MATERIALS PROVIDED Start Marker

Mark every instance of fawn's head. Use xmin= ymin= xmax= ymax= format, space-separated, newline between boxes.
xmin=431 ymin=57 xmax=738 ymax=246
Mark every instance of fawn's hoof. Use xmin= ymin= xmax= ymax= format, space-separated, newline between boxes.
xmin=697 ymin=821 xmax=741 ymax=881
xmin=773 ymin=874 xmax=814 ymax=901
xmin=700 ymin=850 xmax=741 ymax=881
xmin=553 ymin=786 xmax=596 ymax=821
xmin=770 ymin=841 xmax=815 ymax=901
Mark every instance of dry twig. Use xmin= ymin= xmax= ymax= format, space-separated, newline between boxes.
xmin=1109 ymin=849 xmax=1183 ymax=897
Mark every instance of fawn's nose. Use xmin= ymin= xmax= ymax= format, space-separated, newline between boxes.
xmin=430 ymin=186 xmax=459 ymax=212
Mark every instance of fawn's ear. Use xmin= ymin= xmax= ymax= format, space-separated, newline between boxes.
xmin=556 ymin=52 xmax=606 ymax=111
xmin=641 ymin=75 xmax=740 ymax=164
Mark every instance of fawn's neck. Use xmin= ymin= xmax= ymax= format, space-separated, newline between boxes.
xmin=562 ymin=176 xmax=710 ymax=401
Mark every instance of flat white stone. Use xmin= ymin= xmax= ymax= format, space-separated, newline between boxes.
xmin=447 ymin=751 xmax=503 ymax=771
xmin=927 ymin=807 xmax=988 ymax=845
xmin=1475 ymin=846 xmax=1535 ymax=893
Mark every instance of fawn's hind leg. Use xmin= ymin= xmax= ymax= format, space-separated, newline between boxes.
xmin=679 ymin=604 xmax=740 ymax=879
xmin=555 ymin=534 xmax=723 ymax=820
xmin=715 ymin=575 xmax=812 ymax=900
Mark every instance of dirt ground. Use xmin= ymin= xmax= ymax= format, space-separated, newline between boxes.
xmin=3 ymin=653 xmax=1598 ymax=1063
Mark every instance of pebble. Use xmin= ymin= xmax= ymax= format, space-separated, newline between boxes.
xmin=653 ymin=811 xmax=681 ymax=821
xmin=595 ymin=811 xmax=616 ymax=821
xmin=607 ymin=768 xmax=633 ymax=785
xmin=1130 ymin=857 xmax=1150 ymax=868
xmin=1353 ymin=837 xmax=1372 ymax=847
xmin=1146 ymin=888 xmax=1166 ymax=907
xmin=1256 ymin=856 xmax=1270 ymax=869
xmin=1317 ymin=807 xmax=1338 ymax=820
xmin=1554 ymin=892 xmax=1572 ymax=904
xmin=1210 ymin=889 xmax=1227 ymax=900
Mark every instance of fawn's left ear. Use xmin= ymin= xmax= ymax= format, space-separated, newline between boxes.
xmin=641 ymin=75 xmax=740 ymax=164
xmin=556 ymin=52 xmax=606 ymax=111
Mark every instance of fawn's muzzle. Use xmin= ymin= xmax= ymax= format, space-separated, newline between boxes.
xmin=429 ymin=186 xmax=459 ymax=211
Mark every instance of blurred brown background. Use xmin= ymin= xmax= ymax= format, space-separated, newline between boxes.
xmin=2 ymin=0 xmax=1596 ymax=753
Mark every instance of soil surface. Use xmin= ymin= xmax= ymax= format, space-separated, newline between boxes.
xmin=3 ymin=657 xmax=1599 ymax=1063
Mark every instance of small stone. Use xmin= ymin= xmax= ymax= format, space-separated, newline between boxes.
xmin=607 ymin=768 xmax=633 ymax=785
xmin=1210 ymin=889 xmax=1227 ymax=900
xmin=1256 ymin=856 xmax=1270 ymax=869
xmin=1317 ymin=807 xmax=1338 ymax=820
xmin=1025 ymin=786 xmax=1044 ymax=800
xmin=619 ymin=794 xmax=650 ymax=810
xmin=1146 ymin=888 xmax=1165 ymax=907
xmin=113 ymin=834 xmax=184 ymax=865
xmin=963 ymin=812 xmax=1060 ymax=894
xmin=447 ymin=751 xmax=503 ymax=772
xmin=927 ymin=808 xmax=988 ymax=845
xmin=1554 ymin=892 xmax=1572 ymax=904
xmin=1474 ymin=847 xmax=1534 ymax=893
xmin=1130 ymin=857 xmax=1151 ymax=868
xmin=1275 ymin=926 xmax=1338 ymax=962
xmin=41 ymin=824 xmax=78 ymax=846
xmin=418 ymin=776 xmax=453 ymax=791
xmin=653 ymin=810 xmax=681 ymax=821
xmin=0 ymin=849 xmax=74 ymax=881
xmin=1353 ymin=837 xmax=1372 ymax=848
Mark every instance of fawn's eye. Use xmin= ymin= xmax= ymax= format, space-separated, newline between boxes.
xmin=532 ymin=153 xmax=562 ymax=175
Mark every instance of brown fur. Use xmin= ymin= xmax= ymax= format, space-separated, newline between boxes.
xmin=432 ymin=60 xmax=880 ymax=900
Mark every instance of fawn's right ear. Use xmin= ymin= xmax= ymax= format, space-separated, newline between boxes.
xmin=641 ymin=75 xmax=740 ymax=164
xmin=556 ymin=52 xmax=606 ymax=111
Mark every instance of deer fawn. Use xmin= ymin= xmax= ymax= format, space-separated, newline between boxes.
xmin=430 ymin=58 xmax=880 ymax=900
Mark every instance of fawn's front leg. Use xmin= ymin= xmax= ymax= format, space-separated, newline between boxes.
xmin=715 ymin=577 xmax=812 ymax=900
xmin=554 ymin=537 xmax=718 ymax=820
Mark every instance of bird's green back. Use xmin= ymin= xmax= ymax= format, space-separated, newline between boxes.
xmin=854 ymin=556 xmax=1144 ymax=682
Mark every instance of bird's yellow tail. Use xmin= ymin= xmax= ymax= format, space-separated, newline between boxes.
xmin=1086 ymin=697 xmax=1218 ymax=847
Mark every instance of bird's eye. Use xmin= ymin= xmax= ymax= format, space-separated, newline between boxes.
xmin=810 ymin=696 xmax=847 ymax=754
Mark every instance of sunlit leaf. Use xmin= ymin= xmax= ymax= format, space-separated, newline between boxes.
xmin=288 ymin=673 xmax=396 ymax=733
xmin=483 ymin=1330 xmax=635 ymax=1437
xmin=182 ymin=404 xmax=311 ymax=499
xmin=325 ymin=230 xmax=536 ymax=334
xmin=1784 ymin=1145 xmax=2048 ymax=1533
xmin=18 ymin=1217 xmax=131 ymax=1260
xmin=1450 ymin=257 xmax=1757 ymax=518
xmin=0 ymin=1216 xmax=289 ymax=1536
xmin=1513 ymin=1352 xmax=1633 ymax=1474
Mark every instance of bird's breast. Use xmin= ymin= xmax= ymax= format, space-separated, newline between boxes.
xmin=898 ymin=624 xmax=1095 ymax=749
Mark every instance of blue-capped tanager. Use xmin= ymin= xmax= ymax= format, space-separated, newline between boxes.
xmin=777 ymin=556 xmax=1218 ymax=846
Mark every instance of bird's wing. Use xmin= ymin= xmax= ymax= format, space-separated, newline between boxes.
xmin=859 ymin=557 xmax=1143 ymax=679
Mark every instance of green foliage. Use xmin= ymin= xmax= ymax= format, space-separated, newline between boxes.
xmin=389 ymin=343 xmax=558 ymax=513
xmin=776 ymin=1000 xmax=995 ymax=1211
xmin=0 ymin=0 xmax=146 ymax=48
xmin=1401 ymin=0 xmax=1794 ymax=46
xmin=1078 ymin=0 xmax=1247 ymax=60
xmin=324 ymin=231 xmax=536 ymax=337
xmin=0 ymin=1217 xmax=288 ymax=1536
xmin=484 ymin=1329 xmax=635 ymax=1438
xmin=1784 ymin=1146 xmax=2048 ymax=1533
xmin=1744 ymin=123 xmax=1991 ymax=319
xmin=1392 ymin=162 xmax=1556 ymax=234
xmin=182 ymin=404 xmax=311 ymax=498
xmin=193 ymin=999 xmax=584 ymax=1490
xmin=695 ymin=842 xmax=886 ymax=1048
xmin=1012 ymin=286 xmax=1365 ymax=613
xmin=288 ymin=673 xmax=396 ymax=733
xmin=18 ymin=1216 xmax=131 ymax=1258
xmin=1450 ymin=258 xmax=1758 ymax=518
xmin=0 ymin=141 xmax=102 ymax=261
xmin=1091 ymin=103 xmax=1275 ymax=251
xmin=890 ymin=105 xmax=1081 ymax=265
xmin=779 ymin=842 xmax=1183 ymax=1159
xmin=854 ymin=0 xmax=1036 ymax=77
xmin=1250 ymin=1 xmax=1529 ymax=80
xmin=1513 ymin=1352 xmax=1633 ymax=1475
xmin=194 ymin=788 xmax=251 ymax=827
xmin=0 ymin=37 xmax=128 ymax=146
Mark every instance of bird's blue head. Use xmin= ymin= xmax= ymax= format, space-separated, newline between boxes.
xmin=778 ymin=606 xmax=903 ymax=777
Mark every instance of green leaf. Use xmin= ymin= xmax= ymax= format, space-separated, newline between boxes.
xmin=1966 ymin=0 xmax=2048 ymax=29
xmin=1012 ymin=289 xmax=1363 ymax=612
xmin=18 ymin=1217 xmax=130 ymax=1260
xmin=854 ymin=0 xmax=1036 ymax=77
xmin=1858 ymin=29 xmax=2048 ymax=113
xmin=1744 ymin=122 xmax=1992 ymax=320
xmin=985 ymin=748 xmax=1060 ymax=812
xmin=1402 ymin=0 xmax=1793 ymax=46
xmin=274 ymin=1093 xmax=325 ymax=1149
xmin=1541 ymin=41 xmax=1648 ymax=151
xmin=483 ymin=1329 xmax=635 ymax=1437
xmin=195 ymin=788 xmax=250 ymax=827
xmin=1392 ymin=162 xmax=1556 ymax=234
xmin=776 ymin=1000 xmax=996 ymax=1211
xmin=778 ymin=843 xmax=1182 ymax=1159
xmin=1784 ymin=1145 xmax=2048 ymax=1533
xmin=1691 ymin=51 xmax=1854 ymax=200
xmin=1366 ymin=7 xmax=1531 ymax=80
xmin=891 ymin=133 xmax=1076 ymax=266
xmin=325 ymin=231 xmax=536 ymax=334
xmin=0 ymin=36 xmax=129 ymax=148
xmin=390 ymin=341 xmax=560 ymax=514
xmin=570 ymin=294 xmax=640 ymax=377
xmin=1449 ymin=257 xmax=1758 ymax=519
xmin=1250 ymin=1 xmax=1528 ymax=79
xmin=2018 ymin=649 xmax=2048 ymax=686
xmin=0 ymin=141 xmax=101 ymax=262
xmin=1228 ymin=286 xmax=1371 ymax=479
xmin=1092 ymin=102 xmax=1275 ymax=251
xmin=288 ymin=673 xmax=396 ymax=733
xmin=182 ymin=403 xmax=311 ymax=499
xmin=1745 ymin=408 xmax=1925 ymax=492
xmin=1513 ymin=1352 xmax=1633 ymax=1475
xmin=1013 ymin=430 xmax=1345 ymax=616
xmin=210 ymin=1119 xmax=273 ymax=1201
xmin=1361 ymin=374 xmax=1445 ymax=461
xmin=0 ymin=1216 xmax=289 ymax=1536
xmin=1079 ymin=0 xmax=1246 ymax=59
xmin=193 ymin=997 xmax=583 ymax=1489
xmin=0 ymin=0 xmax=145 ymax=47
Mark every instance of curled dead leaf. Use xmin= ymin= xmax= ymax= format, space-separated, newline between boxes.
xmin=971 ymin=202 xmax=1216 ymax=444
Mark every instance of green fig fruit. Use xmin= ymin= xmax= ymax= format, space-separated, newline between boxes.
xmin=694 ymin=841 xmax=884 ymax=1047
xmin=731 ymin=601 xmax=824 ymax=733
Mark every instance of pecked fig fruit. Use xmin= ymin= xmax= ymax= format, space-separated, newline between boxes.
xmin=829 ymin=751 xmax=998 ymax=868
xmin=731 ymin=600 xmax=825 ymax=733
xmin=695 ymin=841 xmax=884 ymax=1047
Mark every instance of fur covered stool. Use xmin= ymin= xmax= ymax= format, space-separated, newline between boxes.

MATERIALS PROVIDED End Marker

From the line containing "Mark every instance of green fig" to the last line above, repeat every line exactly and nothing else.

Mark every instance of green fig fruit. Use xmin= ymin= xmax= ymax= format, space-separated, newline between boxes.
xmin=694 ymin=841 xmax=884 ymax=1047
xmin=731 ymin=601 xmax=824 ymax=733
Mark every instance of pecked fig fruit. Use xmin= ymin= xmax= ymax= format, space-separated, newline between boxes.
xmin=829 ymin=751 xmax=998 ymax=868
xmin=731 ymin=600 xmax=825 ymax=733
xmin=695 ymin=841 xmax=884 ymax=1047
Mark every instance of fur covered stool. Use xmin= ymin= xmax= ymax= format, space-separated, newline between boxes.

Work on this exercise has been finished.